- **Given request A**: In the records, from the first line to the line with "<point>424,18</point>", change "triangular pennant flag" to "pennant" and keep everything else the same. Leave out the pictures.

What's a bank?  How many banks does a system have?

> +		down_write(&bank->lock);
> +
> +		if (atomic_read(&bank->free_cnt))
> +			page = bank->pages[atomic_dec_return(&bank->free_cnt)];

Why is a semaphore getting used here?  I don't see any sleeping or
anything happening under this lock.

> +		up_write(&bank->lock);
> +
> +		if (page)
> +			break;
> +	}
> +
> +	if (page) {
> +		atomic_dec(&sgx_nr_free_pages);
> +		page->impl = impl;
> +	}
> +
> +	return page;
> +}
> +EXPORT_SYMBOL(sgx_try_alloc_page);
> +
> +/**
> + * sgx_alloc_page - allocate an EPC page
> + * @flags:	allocation flags
> + * @impl:	implementation for the struct sgx_epc_page
> + *
> + * Try to grab a page from the free EPC page list. If there is a free page
> + * available, it is returned to the caller. If called with SGX_ALLOC_ATOMIC,
> + * the function will return immediately if the list is empty. Otherwise, it
> + * will swap pages up until there is a free page available. Upon returning the
> + * low watermark is checked and ksgxswapd is waken up if we are below it.
> + *
> + * Return:
> + *   a &struct sgx_epc_page instace,
> + *   -ENOMEM if all pages are unreclaimable,
> + *   -EBUSY when called with SGX_ALLOC_ATOMIC and out of free pages
> + */
> +struct sgx_epc_page *sgx_alloc_page(struct sgx_epc_page_impl *impl,
> +				    unsigned int flags)
> +{
> +	struct sgx_epc_page *entry;
> +
> +	for ( ; ; ) {
> +		entry = sgx_try_alloc_page(impl);
> +		if (entry)
> +			break;
> +
> +		if (list_empty(&sgx_active_page_list))
> +			return ERR_PTR(-ENOMEM);

"active" pages in the VM are allocated/in-use pages.  This doesn't look
to be using the same terminology.

> +		if (flags & SGX_ALLOC_ATOMIC) {
> +			entry = ERR_PTR(-EBUSY);
> +			break;
> +		}
> +
> +		if (signal_pending(current)) {
> +			entry = ERR_PTR(-ERESTARTSYS);
> +			break;
> +		}
> +
> +		sgx_swap_cluster();
> +		schedule();

What's the schedule trying to do?  Is this the equivalent of "direct
reclaim"?  Why do we need this in addition to the ksgxswapd?

- **Stored data**:
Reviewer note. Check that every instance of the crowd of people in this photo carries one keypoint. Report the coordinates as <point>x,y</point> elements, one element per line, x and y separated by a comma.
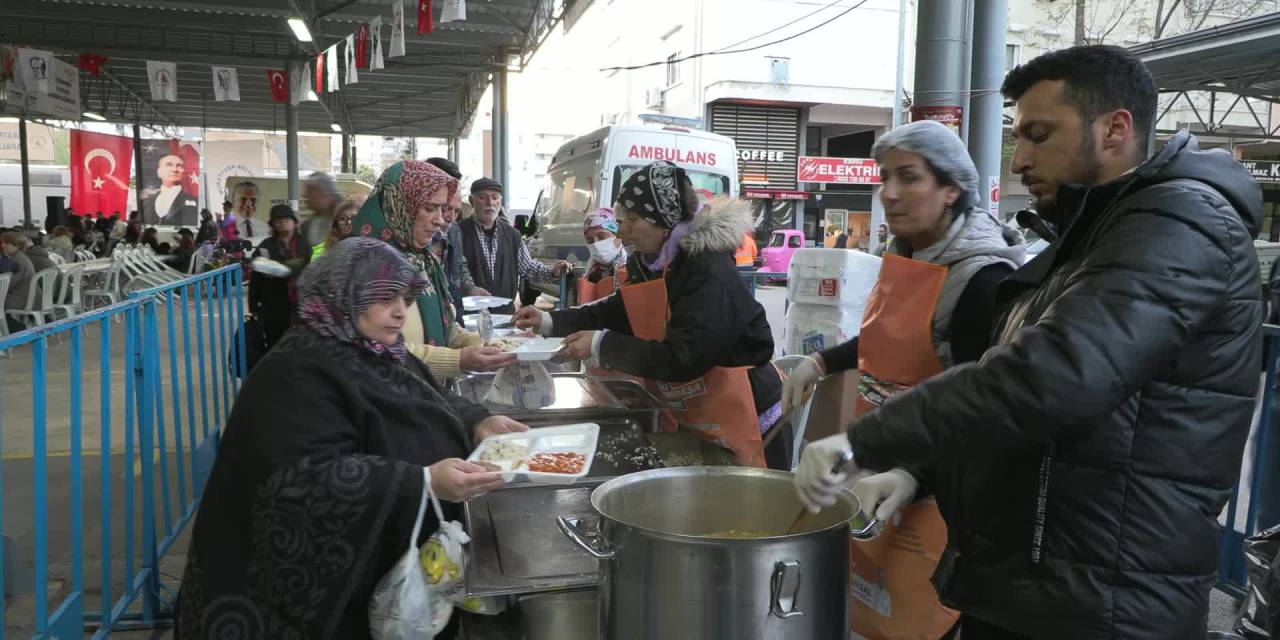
<point>1075,421</point>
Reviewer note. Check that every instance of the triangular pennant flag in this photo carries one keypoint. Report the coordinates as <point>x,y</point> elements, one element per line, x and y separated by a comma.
<point>92,63</point>
<point>397,30</point>
<point>164,81</point>
<point>279,83</point>
<point>453,10</point>
<point>362,46</point>
<point>350,58</point>
<point>330,58</point>
<point>225,85</point>
<point>319,78</point>
<point>375,28</point>
<point>424,18</point>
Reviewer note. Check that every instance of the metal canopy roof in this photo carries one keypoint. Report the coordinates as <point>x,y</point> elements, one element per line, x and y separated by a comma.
<point>1240,58</point>
<point>432,91</point>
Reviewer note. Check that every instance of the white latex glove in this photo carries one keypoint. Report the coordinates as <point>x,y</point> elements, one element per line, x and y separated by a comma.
<point>800,383</point>
<point>816,485</point>
<point>883,494</point>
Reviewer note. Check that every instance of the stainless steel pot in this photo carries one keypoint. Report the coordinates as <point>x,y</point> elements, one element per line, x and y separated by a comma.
<point>662,579</point>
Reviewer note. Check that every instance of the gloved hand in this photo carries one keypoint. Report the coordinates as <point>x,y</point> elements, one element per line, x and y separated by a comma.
<point>816,485</point>
<point>800,383</point>
<point>883,494</point>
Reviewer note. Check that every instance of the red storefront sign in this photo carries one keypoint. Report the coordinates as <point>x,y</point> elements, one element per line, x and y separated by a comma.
<point>949,115</point>
<point>775,193</point>
<point>837,170</point>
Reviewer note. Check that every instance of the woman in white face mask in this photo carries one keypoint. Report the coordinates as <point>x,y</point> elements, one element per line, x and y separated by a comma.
<point>607,269</point>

- **Given request B**: Copy the passage of the code review excerpt from "What's a bank?" to "under this lock.".

- **Expected answer A**:
Reviewer note. Check that every instance of the crowd of people in this photo carries one keypoint. Report the coordinates as <point>x,y</point> elements, one element per line, x and y separated by a comma.
<point>1075,421</point>
Reviewer note. Check that every instance of the pennant in this photo carries one keypoint. Report the coordinates as <point>x,y</point> elements, one element per line, x and y separated by a comma.
<point>92,63</point>
<point>397,30</point>
<point>164,81</point>
<point>279,83</point>
<point>453,10</point>
<point>362,46</point>
<point>350,58</point>
<point>330,58</point>
<point>225,85</point>
<point>319,78</point>
<point>375,28</point>
<point>424,18</point>

- **Expected answer B**:
What's a bank?  How many banks does a system have?

> +		down_write(&bank->lock);
> +
> +		if (atomic_read(&bank->free_cnt))
> +			page = bank->pages[atomic_dec_return(&bank->free_cnt)];

Why is a semaphore getting used here?  I don't see any sleeping or
anything happening under this lock.